Short problem
Turn the lines in the rows below into a numbered list, leaving out any blank lines.

(Coordinate labeling rows)
• • •
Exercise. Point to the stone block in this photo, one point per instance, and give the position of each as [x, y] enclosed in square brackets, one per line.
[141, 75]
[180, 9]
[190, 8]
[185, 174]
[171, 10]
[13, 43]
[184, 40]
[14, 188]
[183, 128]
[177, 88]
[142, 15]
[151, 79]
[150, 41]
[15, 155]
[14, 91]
• • •
Answer for the task
1. Exercise. Point to the stone block in this photo, one point per instance, and give the position of each as [x, y] enclosed in square brackets, one per line.
2. [141, 75]
3. [180, 9]
4. [190, 8]
5. [185, 174]
6. [171, 10]
7. [13, 43]
8. [184, 40]
9. [14, 188]
10. [183, 128]
11. [177, 88]
12. [142, 15]
13. [151, 79]
14. [150, 41]
15. [15, 155]
16. [14, 91]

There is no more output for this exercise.